GIVEN INSTRUCTION
Repeat word for word everything from the line containing "Would you mind pinning the wooden plank" to the end of the listing, first and last lines included, and only that.

DATA PROVIDED
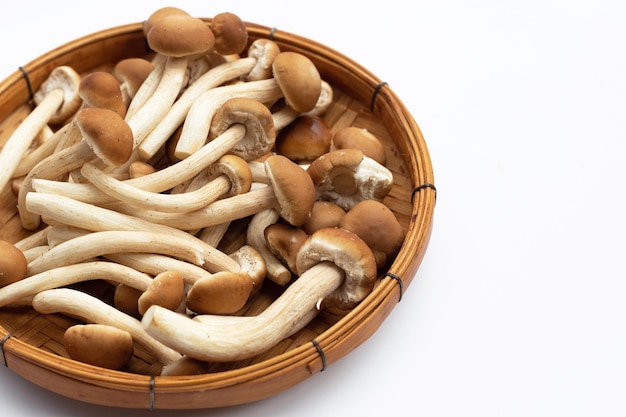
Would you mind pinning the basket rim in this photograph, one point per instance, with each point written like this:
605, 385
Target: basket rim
330, 345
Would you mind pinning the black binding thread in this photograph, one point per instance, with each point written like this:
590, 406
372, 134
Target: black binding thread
151, 392
2, 342
320, 351
31, 94
423, 186
400, 283
375, 93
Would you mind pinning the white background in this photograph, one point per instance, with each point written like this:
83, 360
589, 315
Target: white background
518, 308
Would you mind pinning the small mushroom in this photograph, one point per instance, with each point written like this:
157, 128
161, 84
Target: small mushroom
346, 176
13, 263
56, 100
166, 290
93, 310
352, 137
105, 136
99, 344
336, 266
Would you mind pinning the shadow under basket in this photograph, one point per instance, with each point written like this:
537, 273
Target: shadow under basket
31, 344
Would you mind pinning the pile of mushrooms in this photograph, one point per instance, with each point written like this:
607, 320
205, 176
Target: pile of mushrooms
144, 168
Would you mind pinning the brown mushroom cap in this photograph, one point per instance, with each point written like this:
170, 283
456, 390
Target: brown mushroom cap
221, 293
284, 241
376, 224
231, 34
352, 137
304, 139
179, 35
98, 344
299, 80
294, 190
13, 264
348, 252
324, 214
166, 290
260, 135
108, 134
102, 89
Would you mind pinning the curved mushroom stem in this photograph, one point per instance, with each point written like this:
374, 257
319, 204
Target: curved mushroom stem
86, 216
91, 309
223, 340
71, 274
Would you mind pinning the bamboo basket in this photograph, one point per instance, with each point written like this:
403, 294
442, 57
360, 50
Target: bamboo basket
31, 344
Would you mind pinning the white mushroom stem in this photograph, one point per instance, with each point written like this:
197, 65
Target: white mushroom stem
92, 245
71, 274
171, 203
248, 337
177, 113
91, 309
74, 213
197, 124
276, 271
156, 107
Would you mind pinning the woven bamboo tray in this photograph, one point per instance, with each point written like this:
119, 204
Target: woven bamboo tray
31, 343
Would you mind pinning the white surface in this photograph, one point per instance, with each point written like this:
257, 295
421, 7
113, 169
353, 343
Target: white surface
518, 308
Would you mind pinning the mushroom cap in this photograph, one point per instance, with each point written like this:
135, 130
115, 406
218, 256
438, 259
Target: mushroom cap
304, 139
67, 79
324, 214
260, 135
132, 72
107, 133
166, 290
102, 89
293, 188
13, 263
350, 253
179, 35
352, 137
299, 80
223, 292
99, 344
347, 176
231, 34
265, 51
284, 241
376, 224
236, 169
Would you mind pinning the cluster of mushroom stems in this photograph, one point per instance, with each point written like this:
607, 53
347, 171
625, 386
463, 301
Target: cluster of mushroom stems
133, 176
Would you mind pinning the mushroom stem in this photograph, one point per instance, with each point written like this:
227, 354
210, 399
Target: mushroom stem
86, 216
241, 338
71, 274
91, 309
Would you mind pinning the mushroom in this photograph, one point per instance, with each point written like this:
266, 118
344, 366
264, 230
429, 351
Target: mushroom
176, 36
13, 263
56, 100
166, 290
230, 174
290, 192
336, 266
105, 136
99, 344
304, 140
376, 224
231, 34
352, 137
220, 293
93, 310
346, 177
72, 274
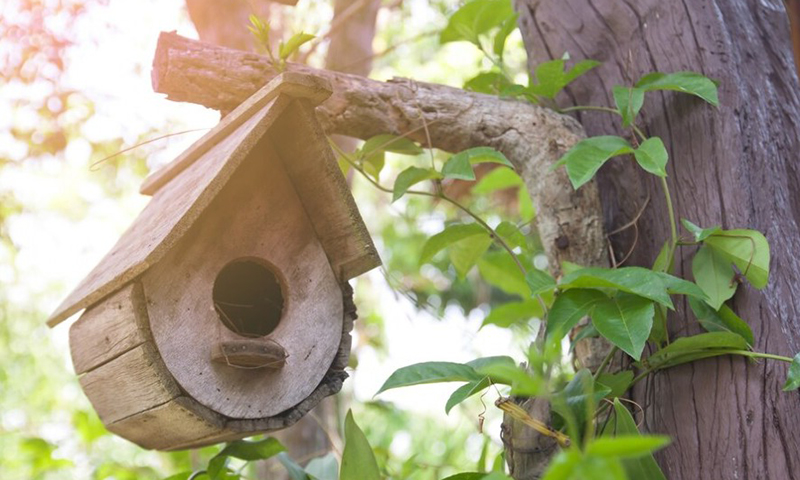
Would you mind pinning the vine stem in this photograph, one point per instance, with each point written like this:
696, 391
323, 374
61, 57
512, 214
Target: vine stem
444, 197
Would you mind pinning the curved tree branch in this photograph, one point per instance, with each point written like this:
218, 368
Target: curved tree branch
532, 137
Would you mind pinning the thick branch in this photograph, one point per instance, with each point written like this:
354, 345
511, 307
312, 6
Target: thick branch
531, 137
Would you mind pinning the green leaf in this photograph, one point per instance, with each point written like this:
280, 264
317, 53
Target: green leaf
686, 82
499, 270
626, 446
636, 280
295, 42
540, 281
699, 233
551, 77
748, 250
568, 309
467, 476
714, 275
497, 179
522, 383
793, 375
508, 26
644, 467
391, 143
481, 362
459, 166
465, 391
652, 156
724, 320
629, 101
465, 253
586, 157
410, 177
514, 313
625, 321
476, 18
358, 461
243, 450
663, 262
450, 235
578, 400
688, 349
512, 235
617, 383
430, 372
679, 286
492, 83
324, 468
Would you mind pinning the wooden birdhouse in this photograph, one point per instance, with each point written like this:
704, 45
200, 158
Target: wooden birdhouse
224, 310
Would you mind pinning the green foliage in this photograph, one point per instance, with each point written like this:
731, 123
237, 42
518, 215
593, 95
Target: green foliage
623, 423
699, 233
358, 461
430, 372
410, 177
476, 18
685, 82
293, 44
714, 275
552, 76
514, 313
587, 156
459, 166
747, 249
625, 320
243, 450
629, 101
722, 320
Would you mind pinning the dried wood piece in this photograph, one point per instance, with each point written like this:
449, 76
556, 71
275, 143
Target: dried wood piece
109, 329
532, 137
132, 383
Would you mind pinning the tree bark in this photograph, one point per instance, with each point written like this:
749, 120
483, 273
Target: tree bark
735, 166
532, 138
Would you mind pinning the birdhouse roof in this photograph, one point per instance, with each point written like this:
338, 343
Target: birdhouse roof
283, 110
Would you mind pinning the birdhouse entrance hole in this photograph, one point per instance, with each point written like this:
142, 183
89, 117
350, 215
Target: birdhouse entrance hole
248, 298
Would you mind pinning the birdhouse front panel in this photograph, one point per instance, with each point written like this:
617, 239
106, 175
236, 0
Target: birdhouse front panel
256, 241
224, 310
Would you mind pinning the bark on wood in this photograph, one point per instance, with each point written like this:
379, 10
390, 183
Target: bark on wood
735, 166
531, 137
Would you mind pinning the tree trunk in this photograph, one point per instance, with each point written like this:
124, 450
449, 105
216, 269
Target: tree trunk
735, 166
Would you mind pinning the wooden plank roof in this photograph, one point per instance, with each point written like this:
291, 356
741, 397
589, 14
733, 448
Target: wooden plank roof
184, 188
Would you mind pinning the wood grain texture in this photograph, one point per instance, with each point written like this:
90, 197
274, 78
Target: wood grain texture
326, 198
735, 166
109, 329
532, 137
170, 426
291, 84
132, 383
258, 215
169, 214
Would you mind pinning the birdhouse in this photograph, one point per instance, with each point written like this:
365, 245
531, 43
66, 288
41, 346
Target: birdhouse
224, 310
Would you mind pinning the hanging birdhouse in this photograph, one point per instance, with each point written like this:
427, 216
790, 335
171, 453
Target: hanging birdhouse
224, 310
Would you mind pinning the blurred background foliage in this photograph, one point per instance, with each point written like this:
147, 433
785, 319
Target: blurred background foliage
74, 89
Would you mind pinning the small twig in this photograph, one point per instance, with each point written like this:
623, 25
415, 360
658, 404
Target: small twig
93, 167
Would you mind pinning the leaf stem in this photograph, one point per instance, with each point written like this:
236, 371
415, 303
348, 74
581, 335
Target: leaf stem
588, 107
606, 361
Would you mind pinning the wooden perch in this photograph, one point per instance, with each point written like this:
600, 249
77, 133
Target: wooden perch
532, 137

RESULT
Would you mind pinning the wooden plank roof in this photograph, one point per instance, with each point written like this:
291, 356
741, 397
589, 14
733, 448
Target: wooden plank roof
184, 188
Would you mind pinning the wood grain texture in this photograph, one point per instance, with each point written like this:
90, 197
274, 78
Target: wood grain texture
326, 198
735, 166
109, 329
532, 137
170, 426
291, 84
132, 383
258, 215
169, 214
Would you mind pinning the birdhouse in this photograph, one point per instance, with each point written like this:
365, 245
531, 43
66, 288
41, 346
Target: birdhouse
224, 310
Would you mind pinning the hanging birdhouse in this photograph, one point per instance, with each point written like this:
427, 216
790, 335
171, 453
Target: hanging birdhouse
224, 310
Would you mind pinning the blurred background foliage in this photograph, one point per instance, with each point written like this:
147, 433
785, 319
Target: blurred background foliage
74, 89
Would you mind pinning the small twig in this photograph, one point per instance, with each point written like this:
623, 25
415, 360
658, 404
Target: small twig
93, 167
Would you mind pinning the leaf stem in this photograph, one point per instance, with each point written like this:
236, 371
415, 303
348, 74
581, 335
Target: leaf stem
588, 107
606, 361
Would you mind pinning the wooden perch in this photograph, one point per instance, with each point written like this:
600, 249
77, 133
Target: wooden perch
532, 137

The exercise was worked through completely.